## Begin
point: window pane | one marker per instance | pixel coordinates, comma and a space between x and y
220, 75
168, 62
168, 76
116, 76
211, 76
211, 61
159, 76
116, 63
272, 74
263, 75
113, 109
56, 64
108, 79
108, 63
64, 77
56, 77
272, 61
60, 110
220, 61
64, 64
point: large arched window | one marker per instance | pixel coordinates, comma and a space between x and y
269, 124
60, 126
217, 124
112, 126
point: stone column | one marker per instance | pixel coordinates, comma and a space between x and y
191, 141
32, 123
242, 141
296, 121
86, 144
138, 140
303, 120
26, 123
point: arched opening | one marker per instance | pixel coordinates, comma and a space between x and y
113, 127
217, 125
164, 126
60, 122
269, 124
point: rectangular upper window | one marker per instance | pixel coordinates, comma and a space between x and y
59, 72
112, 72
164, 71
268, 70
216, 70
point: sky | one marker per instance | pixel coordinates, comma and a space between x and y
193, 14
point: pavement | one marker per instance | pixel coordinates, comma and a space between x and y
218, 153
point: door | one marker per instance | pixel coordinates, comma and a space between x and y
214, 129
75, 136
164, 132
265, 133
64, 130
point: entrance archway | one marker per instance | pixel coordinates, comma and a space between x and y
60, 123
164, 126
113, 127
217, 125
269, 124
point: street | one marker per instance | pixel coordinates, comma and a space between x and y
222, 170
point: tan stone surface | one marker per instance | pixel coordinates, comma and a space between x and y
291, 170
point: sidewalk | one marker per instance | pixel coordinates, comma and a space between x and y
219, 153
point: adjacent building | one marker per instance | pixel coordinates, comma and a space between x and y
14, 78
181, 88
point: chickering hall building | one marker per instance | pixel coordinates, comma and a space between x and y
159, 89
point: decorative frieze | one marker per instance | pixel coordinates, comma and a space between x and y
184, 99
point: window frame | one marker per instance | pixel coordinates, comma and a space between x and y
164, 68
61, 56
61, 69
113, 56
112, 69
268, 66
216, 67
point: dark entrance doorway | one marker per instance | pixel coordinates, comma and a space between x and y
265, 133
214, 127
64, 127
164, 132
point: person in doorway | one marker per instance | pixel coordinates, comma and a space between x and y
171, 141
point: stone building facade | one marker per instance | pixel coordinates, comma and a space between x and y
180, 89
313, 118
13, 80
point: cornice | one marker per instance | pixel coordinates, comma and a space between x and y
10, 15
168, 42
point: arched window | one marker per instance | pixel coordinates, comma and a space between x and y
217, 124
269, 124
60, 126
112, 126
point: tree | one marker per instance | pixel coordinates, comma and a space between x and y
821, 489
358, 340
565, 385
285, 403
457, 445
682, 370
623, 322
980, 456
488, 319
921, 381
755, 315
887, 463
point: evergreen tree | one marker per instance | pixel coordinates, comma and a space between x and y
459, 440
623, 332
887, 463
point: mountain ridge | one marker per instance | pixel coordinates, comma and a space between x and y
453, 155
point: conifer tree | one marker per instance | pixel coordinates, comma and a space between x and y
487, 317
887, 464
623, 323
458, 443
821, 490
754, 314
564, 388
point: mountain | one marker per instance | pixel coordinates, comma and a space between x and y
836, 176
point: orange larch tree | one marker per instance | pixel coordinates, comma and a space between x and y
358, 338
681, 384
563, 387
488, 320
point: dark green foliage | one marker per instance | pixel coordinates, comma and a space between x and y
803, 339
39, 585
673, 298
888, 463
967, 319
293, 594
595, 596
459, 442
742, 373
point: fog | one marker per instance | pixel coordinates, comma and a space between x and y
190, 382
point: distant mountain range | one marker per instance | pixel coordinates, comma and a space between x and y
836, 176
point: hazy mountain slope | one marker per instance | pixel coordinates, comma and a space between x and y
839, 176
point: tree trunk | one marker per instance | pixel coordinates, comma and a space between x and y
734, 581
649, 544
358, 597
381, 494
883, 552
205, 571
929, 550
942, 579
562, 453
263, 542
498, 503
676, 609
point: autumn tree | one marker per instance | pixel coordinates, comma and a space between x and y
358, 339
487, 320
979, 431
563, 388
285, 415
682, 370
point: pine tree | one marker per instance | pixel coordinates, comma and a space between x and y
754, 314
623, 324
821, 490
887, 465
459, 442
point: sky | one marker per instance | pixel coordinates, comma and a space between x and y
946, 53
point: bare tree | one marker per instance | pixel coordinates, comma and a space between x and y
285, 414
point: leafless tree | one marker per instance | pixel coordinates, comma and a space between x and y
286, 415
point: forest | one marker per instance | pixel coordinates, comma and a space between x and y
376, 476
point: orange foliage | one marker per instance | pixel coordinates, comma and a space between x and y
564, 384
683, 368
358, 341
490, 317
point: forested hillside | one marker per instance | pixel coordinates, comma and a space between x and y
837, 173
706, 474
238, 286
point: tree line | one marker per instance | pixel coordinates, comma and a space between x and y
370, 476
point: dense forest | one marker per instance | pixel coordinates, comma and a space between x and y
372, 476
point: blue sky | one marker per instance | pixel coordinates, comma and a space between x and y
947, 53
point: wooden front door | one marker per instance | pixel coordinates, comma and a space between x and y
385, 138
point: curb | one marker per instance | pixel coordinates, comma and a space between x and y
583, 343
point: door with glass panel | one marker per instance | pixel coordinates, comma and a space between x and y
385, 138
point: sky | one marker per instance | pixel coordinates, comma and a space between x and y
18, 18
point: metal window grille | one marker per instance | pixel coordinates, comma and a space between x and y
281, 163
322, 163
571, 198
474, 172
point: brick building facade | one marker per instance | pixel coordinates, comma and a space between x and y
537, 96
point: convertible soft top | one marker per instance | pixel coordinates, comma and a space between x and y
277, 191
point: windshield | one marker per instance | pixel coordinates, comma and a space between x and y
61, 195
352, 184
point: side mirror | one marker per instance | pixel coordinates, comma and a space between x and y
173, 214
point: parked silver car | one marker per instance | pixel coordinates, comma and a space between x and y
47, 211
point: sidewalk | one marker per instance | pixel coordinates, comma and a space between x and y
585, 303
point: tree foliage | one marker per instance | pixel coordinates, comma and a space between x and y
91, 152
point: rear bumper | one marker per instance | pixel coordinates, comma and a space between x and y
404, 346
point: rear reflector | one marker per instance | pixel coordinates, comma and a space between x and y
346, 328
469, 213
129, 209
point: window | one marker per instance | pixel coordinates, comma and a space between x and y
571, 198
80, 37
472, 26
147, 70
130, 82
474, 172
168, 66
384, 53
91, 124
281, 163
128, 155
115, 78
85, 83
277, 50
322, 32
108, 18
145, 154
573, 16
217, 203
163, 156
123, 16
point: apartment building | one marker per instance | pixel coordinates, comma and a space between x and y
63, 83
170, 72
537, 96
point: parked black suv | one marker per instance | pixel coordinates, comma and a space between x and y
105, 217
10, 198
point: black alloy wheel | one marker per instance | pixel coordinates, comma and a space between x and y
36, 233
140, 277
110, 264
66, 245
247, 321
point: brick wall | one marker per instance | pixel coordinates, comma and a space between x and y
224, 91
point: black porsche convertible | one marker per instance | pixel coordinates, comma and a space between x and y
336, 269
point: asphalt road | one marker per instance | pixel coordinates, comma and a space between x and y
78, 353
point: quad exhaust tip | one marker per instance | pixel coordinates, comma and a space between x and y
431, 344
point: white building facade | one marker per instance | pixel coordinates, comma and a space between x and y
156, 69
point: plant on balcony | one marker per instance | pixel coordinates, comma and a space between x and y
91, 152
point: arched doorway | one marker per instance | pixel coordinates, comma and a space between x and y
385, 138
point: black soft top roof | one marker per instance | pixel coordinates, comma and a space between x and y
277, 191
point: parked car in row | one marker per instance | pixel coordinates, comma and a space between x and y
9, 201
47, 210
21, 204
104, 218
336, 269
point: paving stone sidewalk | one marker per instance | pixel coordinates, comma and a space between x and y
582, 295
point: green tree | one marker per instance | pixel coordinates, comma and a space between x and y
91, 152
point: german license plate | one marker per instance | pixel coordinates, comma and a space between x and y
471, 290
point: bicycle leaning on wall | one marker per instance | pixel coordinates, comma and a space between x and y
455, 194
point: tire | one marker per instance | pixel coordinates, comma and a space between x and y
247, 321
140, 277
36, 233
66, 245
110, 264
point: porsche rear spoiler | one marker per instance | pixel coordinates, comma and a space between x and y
## End
WRITTEN PROBLEM: Repeat only what runs from the line holding "point: brick wall" to the end of the data, keeping every line exactly as written, first and last included.

WRITTEN SOLUTION:
point: brick wall | one marker per instance | pixel coordinates, comma and a space between x and y
224, 91
point: black porsche convertible | one marker per instance | pixel coordinates, comma and a space between x and y
336, 269
point: asphalt road | one marker per instance | pixel coordinates, comma and a space between x and y
78, 353
point: quad exhaust tip | one marker per instance | pixel coordinates, comma and a space between x and y
431, 344
point: white building facade | one marker per instance | pixel coordinates, comma and a space between x and y
156, 69
point: plant on balcony | one marker per instance | pixel coordinates, comma and a space between x and y
91, 152
point: arched doorway | one marker per instance | pixel coordinates, comma and a space between x and y
385, 138
point: black soft top roof | one marker per instance | pixel coordinates, comma and a space between x and y
277, 191
point: parked car in row | one marker per instance | pixel coordinates, comma and a space between x and y
9, 201
47, 210
21, 204
104, 218
336, 269
point: paving stone sidewalk | one marker per instance | pixel coordinates, comma and a space between x and y
582, 295
point: green tree | one marker per instance | pixel coordinates, comma and a space between x and y
91, 152
point: german license plate | one marker per instance | pixel coordinates, comma and a space between x and y
471, 290
point: bicycle leaning on wall | one marker per instance | pixel coordinates, comma and a space between x and y
455, 194
point: tire | one marker per instance | pixel coordinates, comma and a space between x and y
247, 321
140, 277
36, 233
66, 245
110, 264
point: porsche rear spoiler | one marker per instance | pixel coordinates, comma and a space between x and y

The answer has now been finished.